**Exercise prompt**. Reproduce only the lines starting with the one containing "Segment every instance of the white" and going on through the one containing "38), (156, 40)]]", substituting "gray ceiling" for "white ceiling" and leaving everything else unchanged.

**Material for the task**.
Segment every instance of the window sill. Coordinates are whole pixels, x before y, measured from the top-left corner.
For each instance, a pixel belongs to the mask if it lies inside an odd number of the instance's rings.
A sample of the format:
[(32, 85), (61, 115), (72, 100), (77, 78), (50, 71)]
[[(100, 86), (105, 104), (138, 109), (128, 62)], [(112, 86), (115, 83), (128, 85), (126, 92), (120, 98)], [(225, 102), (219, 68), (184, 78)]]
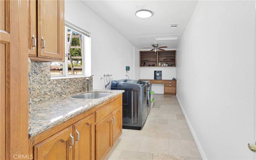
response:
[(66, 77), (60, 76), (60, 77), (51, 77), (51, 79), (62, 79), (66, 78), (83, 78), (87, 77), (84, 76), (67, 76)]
...
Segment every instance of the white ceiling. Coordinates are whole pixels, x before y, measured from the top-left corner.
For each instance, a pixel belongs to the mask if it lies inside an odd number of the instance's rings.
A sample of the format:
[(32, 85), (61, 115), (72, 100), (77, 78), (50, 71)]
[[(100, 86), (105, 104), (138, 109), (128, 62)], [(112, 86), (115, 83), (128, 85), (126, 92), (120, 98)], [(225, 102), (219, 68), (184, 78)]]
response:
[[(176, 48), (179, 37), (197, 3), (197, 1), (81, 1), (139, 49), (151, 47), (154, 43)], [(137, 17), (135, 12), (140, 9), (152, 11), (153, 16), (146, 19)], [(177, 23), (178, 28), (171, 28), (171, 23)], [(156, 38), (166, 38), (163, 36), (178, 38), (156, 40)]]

**Result of this task**.
Segment every instance of the gray ceiling. Coordinates are whole pixels, x before y, measured from the top-left corner.
For each instance, a pixel belongs to the mask if it lies inside an odd number of the instance's rings.
A sample of the format:
[(32, 85), (61, 115), (72, 100), (77, 78), (50, 71)]
[[(100, 86), (105, 104), (138, 109), (128, 62)], [(112, 86), (115, 83), (128, 85), (126, 92), (120, 98)], [(225, 102), (219, 68), (184, 78)]]
response:
[[(176, 48), (179, 37), (197, 3), (197, 1), (81, 1), (139, 49), (151, 47), (154, 43)], [(137, 17), (135, 12), (140, 9), (152, 11), (153, 16), (146, 19)], [(177, 23), (178, 28), (171, 28), (171, 23)], [(156, 38), (166, 38), (163, 36), (178, 38), (156, 40)]]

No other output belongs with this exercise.